Dans un article de la Harvard Business Review, deux anciens dirigeants de Kaiser rapportent que ces 5 % des patients accaparent 50 % des dépenses en santé.

Dans ces 5 %, il y a un premier groupe de patients atteints d’une ou plusieurs maladies chroniques dont la condition peut être améliorée ou gardée sous contrôle comme les personnes souffrant de diabète, d’asthme, de problèmes de santé mentale. Une seconde catégorie regroupe les personnes ayant subi un événement soudain comme un trauma majeur, un cancer. Ce sont des personnes qui ont besoin de soins, de suivis, dont il est difficile de prévoir l’issue. Puis, un troisième groupe comprend les patients avec des conditions médicales chroniques sévères comme les cardiopathies sévères ou les maladies rénales chroniques. Ces patients ne peuvent être amenés à la santé et requièrent des traitements dispendieux.

Plusieurs systèmes de santé comme le Kaiser ont développé des programmes de gestion des maladies chroniques pour traiter les plus malades. Des équipes qui emploient des infirmières, des travailleurs sociaux, des psychologues, sont déployées sur le terrain pour offrir des soins aux patients plus malades et suivre leur état de santé. Ces programmes prennent en considération une variété de besoins comme le transport, l’hébergement, la nutrition, l’aide psychologique, les soins de santé. On veut garder le patient le plus possible hors de l’hôpital.

**À faire**
a: Selon le texte sur les dépenses de santé, quel but visent les programmes de gestion des maladies chroniques, et comment les équipes s'y prennent-elles ? Répondez en une à trois phrases.
b: Traduisez en anglais cette phrase du texte sur les dépenses de santé : « Plusieurs systèmes de santé comme le Kaiser ont développé des programmes de gestion des maladies chroniques pour traiter les plus malades. »
c: Extrayez du texte sur les dépenses de santé le passage qui commence aux mots « Plusieurs systèmes de » et s'arrête après les mots « hors de l’hôpital. ».
Les items ci-dessous forment un matériau à part, indépendant du texte.

**Extraits de données**
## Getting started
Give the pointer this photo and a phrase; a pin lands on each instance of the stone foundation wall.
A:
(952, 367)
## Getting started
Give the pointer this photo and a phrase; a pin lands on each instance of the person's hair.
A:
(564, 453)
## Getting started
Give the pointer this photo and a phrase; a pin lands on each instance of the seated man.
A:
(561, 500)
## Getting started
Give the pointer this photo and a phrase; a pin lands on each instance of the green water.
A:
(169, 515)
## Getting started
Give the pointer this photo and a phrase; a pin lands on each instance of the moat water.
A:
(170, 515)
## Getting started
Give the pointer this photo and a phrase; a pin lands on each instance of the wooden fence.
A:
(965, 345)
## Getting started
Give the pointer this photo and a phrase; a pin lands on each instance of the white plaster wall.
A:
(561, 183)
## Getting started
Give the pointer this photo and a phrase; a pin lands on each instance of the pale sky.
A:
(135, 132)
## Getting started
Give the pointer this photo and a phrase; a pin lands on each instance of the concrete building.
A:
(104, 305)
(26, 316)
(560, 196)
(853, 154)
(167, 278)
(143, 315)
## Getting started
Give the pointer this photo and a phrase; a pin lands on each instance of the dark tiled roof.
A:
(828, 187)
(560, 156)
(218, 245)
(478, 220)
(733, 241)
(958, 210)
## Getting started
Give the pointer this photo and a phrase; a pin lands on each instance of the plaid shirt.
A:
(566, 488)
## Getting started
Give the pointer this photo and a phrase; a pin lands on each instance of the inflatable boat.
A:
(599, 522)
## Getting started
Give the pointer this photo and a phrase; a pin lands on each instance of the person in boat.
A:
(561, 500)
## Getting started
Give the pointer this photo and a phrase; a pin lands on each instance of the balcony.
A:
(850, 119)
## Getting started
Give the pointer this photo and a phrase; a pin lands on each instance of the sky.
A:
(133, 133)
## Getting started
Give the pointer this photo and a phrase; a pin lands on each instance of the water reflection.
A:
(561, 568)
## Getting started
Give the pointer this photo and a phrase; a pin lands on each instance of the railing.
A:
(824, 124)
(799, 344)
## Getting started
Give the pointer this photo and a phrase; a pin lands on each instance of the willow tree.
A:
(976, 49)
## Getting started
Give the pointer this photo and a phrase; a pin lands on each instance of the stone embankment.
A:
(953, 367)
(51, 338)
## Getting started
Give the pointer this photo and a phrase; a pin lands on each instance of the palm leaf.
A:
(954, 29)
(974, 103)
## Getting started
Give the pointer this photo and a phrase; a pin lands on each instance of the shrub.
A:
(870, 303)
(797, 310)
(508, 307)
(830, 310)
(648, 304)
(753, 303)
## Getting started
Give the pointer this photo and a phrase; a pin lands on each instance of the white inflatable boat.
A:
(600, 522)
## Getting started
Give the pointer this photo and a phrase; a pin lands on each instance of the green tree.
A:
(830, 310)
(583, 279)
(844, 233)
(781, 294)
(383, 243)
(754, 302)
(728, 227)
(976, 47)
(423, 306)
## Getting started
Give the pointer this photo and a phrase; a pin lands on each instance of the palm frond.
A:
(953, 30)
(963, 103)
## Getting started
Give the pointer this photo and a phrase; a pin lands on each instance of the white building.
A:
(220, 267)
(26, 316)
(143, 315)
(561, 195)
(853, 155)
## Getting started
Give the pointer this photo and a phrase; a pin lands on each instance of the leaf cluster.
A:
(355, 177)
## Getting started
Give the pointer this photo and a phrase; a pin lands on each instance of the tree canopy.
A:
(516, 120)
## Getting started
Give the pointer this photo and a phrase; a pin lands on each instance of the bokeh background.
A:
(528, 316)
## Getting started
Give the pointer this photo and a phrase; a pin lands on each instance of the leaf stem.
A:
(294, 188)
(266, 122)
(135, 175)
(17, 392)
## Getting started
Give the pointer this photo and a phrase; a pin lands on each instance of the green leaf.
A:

**Corrigé des exercices**
a: Ces programmes visent à garder le patient le plus possible hors de l'hôpital. Pour cela, des équipes composées notamment d'infirmières, de travailleurs sociaux et de psychologues vont sur le terrain soigner les patients les plus malades et suivre leur état de santé. Elles tiennent compte de besoins variés comme le transport, l'hébergement, la nutrition, l'aide psychologique et les soins de santé.

b: Several health systems such as Kaiser have developed chronic disease management programs to treat the sickest patients.

c:
Plusieurs systèmes de santé comme le Kaiser ont développé des programmes de gestion des maladies chroniques pour traiter les plus malades. Des équipes qui emploient des infirmières, des travailleurs sociaux, des psychologues, sont déployées sur le terrain pour offrir des soins aux patients plus malades et suivre leur état de santé. Ces programmes prennent en considération une variété de besoins comme le transport, l’hébergement, la nutrition, l’aide psychologique, les soins de santé. On veut garder le patient le plus possible hors de l’hôpital.